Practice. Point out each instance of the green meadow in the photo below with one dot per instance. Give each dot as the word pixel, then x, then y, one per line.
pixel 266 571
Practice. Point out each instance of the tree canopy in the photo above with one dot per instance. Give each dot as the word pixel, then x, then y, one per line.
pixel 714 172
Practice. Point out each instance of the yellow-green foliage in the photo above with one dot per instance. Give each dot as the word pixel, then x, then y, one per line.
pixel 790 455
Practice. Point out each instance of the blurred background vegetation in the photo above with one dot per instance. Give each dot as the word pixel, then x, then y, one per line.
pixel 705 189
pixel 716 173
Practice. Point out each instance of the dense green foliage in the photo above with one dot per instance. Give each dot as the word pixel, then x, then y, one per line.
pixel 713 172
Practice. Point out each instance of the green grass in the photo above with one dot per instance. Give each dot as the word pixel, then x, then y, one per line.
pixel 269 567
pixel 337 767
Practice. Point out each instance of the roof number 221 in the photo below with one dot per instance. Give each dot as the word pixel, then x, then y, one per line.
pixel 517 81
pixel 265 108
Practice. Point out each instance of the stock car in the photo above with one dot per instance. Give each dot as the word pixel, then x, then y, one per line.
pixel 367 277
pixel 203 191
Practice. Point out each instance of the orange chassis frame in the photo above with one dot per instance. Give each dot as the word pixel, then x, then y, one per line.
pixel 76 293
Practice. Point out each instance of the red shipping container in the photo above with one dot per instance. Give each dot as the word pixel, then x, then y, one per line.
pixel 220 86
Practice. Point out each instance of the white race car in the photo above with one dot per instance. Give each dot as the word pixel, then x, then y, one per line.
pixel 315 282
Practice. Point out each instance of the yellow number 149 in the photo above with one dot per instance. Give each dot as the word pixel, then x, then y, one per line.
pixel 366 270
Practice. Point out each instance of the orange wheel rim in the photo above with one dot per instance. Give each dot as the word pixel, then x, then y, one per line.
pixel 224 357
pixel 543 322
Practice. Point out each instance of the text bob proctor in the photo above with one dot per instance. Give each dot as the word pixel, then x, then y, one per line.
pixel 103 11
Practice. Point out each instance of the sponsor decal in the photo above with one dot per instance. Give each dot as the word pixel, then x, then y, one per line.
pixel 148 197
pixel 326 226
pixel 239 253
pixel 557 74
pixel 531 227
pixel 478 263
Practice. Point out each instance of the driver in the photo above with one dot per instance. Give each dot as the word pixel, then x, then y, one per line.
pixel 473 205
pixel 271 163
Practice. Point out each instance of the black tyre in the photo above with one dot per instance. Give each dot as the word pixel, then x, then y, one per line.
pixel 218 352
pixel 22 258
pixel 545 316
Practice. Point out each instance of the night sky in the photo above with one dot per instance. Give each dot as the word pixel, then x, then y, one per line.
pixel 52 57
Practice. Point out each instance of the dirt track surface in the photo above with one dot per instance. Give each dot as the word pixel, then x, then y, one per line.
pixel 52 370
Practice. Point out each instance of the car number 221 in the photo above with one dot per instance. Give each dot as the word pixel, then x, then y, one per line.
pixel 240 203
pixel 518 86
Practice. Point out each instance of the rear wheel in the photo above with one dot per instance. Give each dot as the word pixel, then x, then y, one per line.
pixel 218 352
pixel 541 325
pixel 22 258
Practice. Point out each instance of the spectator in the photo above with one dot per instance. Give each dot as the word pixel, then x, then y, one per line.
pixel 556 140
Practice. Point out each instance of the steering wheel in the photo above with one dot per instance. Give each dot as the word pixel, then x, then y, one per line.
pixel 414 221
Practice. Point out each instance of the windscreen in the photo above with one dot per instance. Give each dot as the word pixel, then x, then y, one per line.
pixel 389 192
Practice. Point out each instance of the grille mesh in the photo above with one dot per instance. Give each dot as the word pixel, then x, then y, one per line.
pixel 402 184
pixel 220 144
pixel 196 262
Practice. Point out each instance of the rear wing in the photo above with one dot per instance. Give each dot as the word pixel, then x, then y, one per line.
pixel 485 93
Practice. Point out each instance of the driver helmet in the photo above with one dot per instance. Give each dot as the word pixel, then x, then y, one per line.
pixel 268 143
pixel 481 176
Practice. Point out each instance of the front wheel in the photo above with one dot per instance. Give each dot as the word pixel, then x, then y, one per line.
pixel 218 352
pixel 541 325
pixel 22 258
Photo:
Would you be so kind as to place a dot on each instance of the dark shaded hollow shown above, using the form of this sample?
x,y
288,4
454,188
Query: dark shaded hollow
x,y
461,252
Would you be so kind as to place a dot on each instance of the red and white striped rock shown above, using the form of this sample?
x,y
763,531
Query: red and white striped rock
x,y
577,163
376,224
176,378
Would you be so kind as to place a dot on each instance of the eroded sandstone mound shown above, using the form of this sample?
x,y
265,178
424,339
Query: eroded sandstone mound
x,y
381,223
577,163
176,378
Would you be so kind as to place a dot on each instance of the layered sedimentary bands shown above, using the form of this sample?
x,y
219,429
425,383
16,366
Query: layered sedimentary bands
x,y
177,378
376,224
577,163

──────────

Aim of the exercise
Repeat the records above with every character intact.

Answer to the exercise
Practice. Point out each instance of the green meadow in the photo below with one dot per instance. Give each dot as the word pixel, then x, then y, one per line.
pixel 266 571
Practice. Point out each instance of the tree canopy in the photo above with one dot per instance. Give each dot as the word pixel, then x, then y, one per line.
pixel 714 172
Practice. Point out each instance of the yellow-green foliage in the photo above with one dot per instance. Give each dot as the word pixel, then x, then y, one per line.
pixel 790 455
Practice. Point out each instance of the blurred background vegetation in the photo above with one dot per instance. Give each dot as the word pixel, then x, then y, one per line.
pixel 705 189
pixel 716 173
Practice. Point out each instance of the dense green foliage in the photo above with one dot per instance. Give each dot as the word pixel, then x, then y, one per line.
pixel 713 172
Practice. Point out each instance of the green grass in the photo above with one dot per instance. Give each dot as the word pixel, then x, then y, one per line.
pixel 269 567
pixel 337 767
Practice. Point out each instance of the roof number 221 in the photo below with one dot per instance. Give each dot as the word pixel, then x, then y, one per line.
pixel 517 81
pixel 265 108
Practice. Point out each instance of the stock car in the photo above with one dot per instance. Give each dot as the word pixel, then x, then y, one per line.
pixel 367 277
pixel 203 191
Practice. Point out each instance of the orange chassis frame in the photo above with one dot per instance. Give each dot as the word pixel, then x, then y, one per line.
pixel 76 293
Practice. Point out each instance of the red shipping container in the photo above with one dot per instance. Give each dot as the word pixel, then x, then y, one per line.
pixel 220 86
Practice. Point out each instance of the white race car in the photo above with one dot per instance. Give each dot as the word pixel, then x, then y, one per line.
pixel 315 282
Practice. Point out each instance of the yellow number 149 in the photo above with one dot per instance. Give each dot as the word pixel, then x, then y, one per line.
pixel 366 270
Practice. Point out each instance of the orange wheel rim in the photo above with one dot per instance. Give each dot as the word pixel, then x, then y, one per line.
pixel 224 357
pixel 543 322
Practice. Point out each instance of the text bob proctor in the photo above with one dot per instance. Give each dot as the word pixel, then x, then y, one per line.
pixel 103 11
Practice. Point out each instance of the sponsor decal in the photo above with one dot per instance. Give each dot as the word pixel, then x, then y, one per line.
pixel 148 197
pixel 326 226
pixel 239 253
pixel 557 74
pixel 531 227
pixel 478 263
Practice. Point out each instance of the driver in the photo above with one dot per instance. Give each dot as the word pixel, then x, then y, one per line.
pixel 473 205
pixel 271 163
Practice. Point out each instance of the black tyre in the photo above with one dot per instance. Give each dot as the word pixel, then x, then y, one per line.
pixel 218 352
pixel 22 258
pixel 545 316
Practice. Point out each instance of the night sky in the photo above with one dot per instance. Give each dot as the word pixel, then x, then y, one per line.
pixel 52 57
Practice. Point out each instance of the dirt track surface in the photo above with one dot per instance. Give each dot as the word pixel, then x, then y, one per line.
pixel 52 370
Practice. Point out each instance of the car number 221 in the photo above with one dot per instance. Give each dot as the word pixel, then x, then y, one per line.
pixel 240 203
pixel 518 86
Practice. Point out each instance of the rear wheel in the photo above with one dot per instance. Give each dot as the word pixel, then x, then y, one per line.
pixel 218 352
pixel 541 325
pixel 22 258
Practice. Point out each instance of the spectator in the photo above with one dot per instance. Give each dot as the word pixel, then x, then y, one per line.
pixel 556 140
Practice. Point out each instance of the steering wheel in the photo above with one dot per instance. Give each dot as the word pixel, then x, then y, one per line.
pixel 414 221
Practice. Point out each instance of the windscreen in the photo above with one dot per instance. Give each dot as the word pixel, then x, then y, one per line.
pixel 389 192
Practice. Point out each instance of the grille mesh in the photo above with one dot per instance. Give each dot as the word pixel, then x, then y, one per line.
pixel 402 184
pixel 220 144
pixel 196 262
Practice. Point out each instance of the rear wing in the photo above with one dot per instance. Give each dot as the word pixel, then x, then y, one per line.
pixel 485 93
Practice. Point out each instance of the driver helmet in the photo above with one dot per instance. Give each dot as the word pixel, then x, then y, one per line.
pixel 268 143
pixel 481 176
Practice. Point out each instance of the front wheel in the photo above with one dot per instance. Give each dot as the word pixel, then x, then y, one per line.
pixel 218 352
pixel 541 325
pixel 22 258
Photo:
Would you be so kind as to place a dot on each instance of the dark shaded hollow shown above, using the form of this sample?
x,y
288,4
454,188
Query: dark shaded hollow
x,y
461,252
Would you be so kind as to place a dot on each instance of the red and white striped rock shown above, using the form of this sample?
x,y
763,531
Query: red and white striped rock
x,y
577,163
376,224
176,378
Would you be so kind as to place a dot on each instance of the eroded sandstone mound shown above, using the form of this sample?
x,y
265,178
424,339
Query: eroded sandstone mound
x,y
381,223
577,163
176,378
Would you be so kind as to place a dot on each instance of the layered sedimentary bands shown above, using the form of this sample?
x,y
219,429
425,383
16,366
Query: layered sedimentary bands
x,y
177,378
376,224
577,163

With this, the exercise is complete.